§ Requirements: Please transcribe the records word for word, from their beginning up to and including the line that contains "MULTIPOLYGON (((155 197, 154", leaving the pictures out of your answer.

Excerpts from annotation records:
------------------------------------

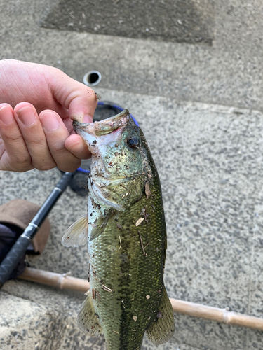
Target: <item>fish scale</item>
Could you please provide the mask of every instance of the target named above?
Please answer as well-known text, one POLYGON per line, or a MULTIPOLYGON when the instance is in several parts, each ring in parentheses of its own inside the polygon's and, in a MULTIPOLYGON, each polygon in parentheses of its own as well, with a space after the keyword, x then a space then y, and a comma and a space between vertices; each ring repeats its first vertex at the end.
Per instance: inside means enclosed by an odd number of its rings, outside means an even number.
POLYGON ((78 326, 91 336, 104 332, 107 350, 140 350, 145 332, 163 343, 175 330, 163 284, 166 223, 144 134, 127 110, 74 127, 93 154, 88 216, 62 238, 66 246, 88 243, 90 293, 78 326))
MULTIPOLYGON (((155 197, 154 190, 151 195, 155 197)), ((95 301, 95 309, 103 324, 109 350, 140 349, 145 329, 156 318, 159 311, 163 287, 165 250, 164 223, 156 220, 162 210, 159 197, 156 194, 156 199, 150 200, 145 196, 119 217, 121 230, 113 218, 103 234, 89 243, 89 249, 90 247, 95 257, 90 258, 90 262, 96 271, 95 278, 90 276, 90 288, 96 288, 100 295, 101 300, 95 301), (151 207, 151 204, 155 209, 150 209, 149 222, 142 222, 136 227, 142 209, 147 206, 151 207), (144 246, 149 243, 145 249, 147 255, 143 254, 138 231, 144 246), (119 236, 121 241, 120 249, 119 236), (104 290, 102 284, 113 291, 104 290), (150 298, 147 299, 147 295, 150 298), (115 317, 109 318, 111 314, 115 317), (136 322, 133 316, 137 317, 136 322), (130 346, 126 345, 131 340, 130 346), (119 348, 116 345, 118 343, 119 348), (111 344, 114 344, 114 348, 112 348, 111 344)))

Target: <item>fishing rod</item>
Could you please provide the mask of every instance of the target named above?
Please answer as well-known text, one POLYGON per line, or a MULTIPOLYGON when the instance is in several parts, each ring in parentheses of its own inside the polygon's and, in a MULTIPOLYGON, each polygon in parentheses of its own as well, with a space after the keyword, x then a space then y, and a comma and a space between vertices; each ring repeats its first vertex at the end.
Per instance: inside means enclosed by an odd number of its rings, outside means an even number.
POLYGON ((51 193, 47 197, 31 223, 25 228, 23 233, 16 240, 11 249, 0 264, 0 288, 9 279, 13 271, 17 267, 21 257, 25 253, 28 246, 39 230, 39 227, 48 216, 48 214, 67 188, 76 172, 66 172, 61 176, 51 193))
MULTIPOLYGON (((97 111, 100 112, 98 116, 95 115, 94 120, 100 120, 108 118, 108 115, 102 115, 102 110, 105 109, 119 113, 123 111, 122 107, 117 106, 109 102, 99 102, 97 111), (98 118, 99 117, 99 118, 98 118)), ((139 125, 136 119, 130 115, 136 125, 139 125)), ((61 195, 69 185, 71 188, 80 195, 86 195, 85 184, 86 182, 86 174, 89 173, 88 169, 78 168, 74 172, 66 172, 62 175, 60 181, 57 183, 51 193, 49 195, 45 202, 40 208, 31 223, 27 225, 23 233, 17 239, 8 254, 0 264, 0 288, 9 279, 13 270, 17 267, 21 258, 32 242, 32 239, 39 230, 39 227, 45 220, 48 214, 60 198, 61 195), (80 176, 80 179, 77 178, 80 176)))

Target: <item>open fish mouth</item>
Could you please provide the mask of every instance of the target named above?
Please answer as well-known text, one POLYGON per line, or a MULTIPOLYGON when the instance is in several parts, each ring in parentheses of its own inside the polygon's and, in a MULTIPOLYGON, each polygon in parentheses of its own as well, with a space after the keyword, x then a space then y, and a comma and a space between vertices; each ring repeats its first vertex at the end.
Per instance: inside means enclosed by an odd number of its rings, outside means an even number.
POLYGON ((81 123, 74 120, 72 126, 76 134, 81 135, 87 143, 92 144, 97 136, 112 134, 115 130, 124 128, 130 118, 129 111, 125 109, 119 114, 100 122, 81 123))

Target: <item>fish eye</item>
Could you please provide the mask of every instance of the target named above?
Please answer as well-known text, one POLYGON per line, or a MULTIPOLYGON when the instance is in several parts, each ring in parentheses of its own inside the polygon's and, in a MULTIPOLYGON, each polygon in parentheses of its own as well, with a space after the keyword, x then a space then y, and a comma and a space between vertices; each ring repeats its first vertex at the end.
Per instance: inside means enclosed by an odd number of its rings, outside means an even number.
POLYGON ((127 145, 130 148, 137 148, 137 147, 139 146, 139 140, 134 136, 133 136, 132 137, 128 137, 127 139, 127 145))

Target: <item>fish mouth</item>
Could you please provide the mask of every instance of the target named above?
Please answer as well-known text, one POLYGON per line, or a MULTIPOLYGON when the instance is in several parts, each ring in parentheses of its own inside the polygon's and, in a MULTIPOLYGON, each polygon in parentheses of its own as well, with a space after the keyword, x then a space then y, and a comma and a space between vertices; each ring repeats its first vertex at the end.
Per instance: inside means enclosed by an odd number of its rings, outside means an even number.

------------------------------------

§ Exercise output:
Target: <item>fish scale</item>
Could you please provide the mask of every instance of the target named above?
Please answer as well-known text, one POLYGON per line, or a MULTIPOLYGON when the instance is in several parts, each ring in parentheses of its own inside the polygon's and, in a MULTIPOLYGON, each polygon in parentheses of its own as well, with a space after the keyword, x then a space then y, and a comma and a space between vertices; each ring repeats its first vertex at the end.
Per instance: inside means enclosed by an odd number of its rings, outside means an even number.
POLYGON ((78 326, 91 336, 104 332, 107 350, 140 350, 145 332, 163 343, 175 330, 163 284, 166 223, 144 134, 127 110, 74 127, 93 154, 88 216, 62 238, 66 246, 88 243, 90 293, 78 326))
MULTIPOLYGON (((155 197, 154 190, 151 195, 155 197)), ((95 301, 95 309, 103 324, 109 350, 140 349, 145 329, 156 318, 159 311, 163 287, 165 250, 164 223, 156 220, 162 210, 159 197, 156 194, 156 199, 150 200, 145 196, 119 217, 121 230, 113 218, 103 234, 89 243, 89 249, 90 247, 95 257, 90 258, 90 262, 96 271, 95 278, 90 276, 90 288, 96 288, 100 295, 101 300, 95 301), (151 207, 151 204, 155 209, 150 209, 149 222, 142 222, 136 227, 142 209, 147 206, 151 207), (144 246, 149 243, 145 249, 147 255, 143 254, 138 231, 144 246), (119 236, 121 241, 120 249, 119 236), (104 290, 102 284, 113 291, 104 290), (150 298, 147 299, 147 295, 150 298), (115 317, 109 318, 111 314, 115 317), (136 322, 133 316, 137 317, 136 322), (130 346, 126 345, 131 340, 130 346), (119 348, 116 345, 118 343, 119 348), (111 344, 114 344, 114 348, 112 348, 111 344)))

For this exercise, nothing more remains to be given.